## SOURCE PASSAGE:
━━━━━━━━━━━━━━━━

Sales tax revenues are also being affected by technological advances that are causing the economy to shift, as sales tax-generating goods are being replaced by services, which do not generate sales tax. The presentation gives the example of how CDs and DVDs are being replaced by streaming services, and mobile phone apps are replacing a host of items such as cameras, radios, calculators and paper goods.

This means less sales tax will go into the general fund, which is where funding is drawn for many services such as Medicaid, transportation, education, public safety, recreation, support for children, disabled, and elderly, along with homelessness and affordable housing.

“The general fund pays for critical services for our families and neighbors, and makes it possible to fund our schools and roads,” the presentation states. “Our tax structure is outdated.”

The presentation also explains that in 2019 the Utah state legislature designated a task force to look for ways to address the tax structure, using public input to form suggested solutions to the legislature.

The process the task force is following to fulfill their mandate begins with public engagement and a listening tour, of which the Moab town hall was a part. The second step will be to make sure challenges are correctly identified and prioritized. The third is to explore and consider options (such as adjusting existing rates, modifying the tax base or reducing services and investments). Finally, they will make tax restructuring recommendations to the legislature.

━━━━━━━━━━━━━━━━

## SUPPLIED ENTRIES:
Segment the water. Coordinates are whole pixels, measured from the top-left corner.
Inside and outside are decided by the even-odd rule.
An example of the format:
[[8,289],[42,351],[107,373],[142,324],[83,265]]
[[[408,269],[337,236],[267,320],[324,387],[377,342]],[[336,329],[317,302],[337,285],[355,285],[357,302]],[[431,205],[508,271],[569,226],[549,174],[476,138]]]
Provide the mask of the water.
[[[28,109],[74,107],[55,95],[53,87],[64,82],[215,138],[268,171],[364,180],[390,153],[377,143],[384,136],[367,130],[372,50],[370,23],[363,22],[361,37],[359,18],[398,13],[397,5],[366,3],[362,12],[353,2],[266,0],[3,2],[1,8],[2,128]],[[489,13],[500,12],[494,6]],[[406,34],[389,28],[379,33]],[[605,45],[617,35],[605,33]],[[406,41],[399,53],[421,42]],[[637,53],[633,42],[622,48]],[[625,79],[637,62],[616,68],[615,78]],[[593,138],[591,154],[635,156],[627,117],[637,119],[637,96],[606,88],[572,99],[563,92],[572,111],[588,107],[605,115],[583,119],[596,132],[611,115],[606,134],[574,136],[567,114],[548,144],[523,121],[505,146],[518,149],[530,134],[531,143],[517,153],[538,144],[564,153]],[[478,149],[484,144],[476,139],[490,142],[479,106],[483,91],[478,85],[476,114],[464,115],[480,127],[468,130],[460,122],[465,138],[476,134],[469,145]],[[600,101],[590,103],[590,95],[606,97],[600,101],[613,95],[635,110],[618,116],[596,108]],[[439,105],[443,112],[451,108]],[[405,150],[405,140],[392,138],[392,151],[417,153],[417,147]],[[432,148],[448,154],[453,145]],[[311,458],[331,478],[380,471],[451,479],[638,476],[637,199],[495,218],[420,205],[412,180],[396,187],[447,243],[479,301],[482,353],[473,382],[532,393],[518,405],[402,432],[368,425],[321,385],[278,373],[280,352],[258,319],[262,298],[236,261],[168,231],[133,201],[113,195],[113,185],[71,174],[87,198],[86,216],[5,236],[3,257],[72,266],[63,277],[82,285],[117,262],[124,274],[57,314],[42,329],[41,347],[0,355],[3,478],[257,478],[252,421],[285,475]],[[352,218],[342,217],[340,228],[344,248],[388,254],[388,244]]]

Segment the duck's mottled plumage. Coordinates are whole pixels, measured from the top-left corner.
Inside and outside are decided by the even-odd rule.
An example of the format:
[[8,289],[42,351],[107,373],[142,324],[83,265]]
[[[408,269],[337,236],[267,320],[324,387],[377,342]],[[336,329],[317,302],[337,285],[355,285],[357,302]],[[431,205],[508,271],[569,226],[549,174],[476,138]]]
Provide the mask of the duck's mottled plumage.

━━━━━━━━━━━━━━━━

## PARTS OF THE EXERCISE:
**a.** Rewrite the paragraph in the tax passage that begins "The process the task force is following" as a short numbered list of the task force's steps.
**b.** Answer these questions using the tax passage:
(i) What items are given as an example of goods being replaced by streaming services?
(ii) In what year did the Utah state legislature designate the task force?
(iii) What event was part of the task force's listening tour?
**c.** Translate this sentence from the tax passage into Spanish: "The presentation also explains that in 2019 the Utah state legislature designated a task force to look for ways to address the tax structure, using public input to form suggested solutions to the legislature."
The records aren't needed for anything here.

## REPLIES:
**a.**
1. Gather public input through engagement and a listening tour, which included the Moab town hall.
2. Make sure the challenges are correctly identified and prioritized.
3. Explore and weigh options, such as adjusting existing rates, changing the tax base, or cutting services and investments.
4. Make tax restructuring recommendations to the legislature.

**b.**
(i) CDs and DVDs.
(ii) 2019.
(iii) The Moab town hall.

**c.** La presentación también explica que en 2019 la legislatura del estado de Utah designó un grupo de trabajo para buscar maneras de abordar la estructura tributaria, utilizando la opinión del público para formular soluciones sugeridas a la legislatura.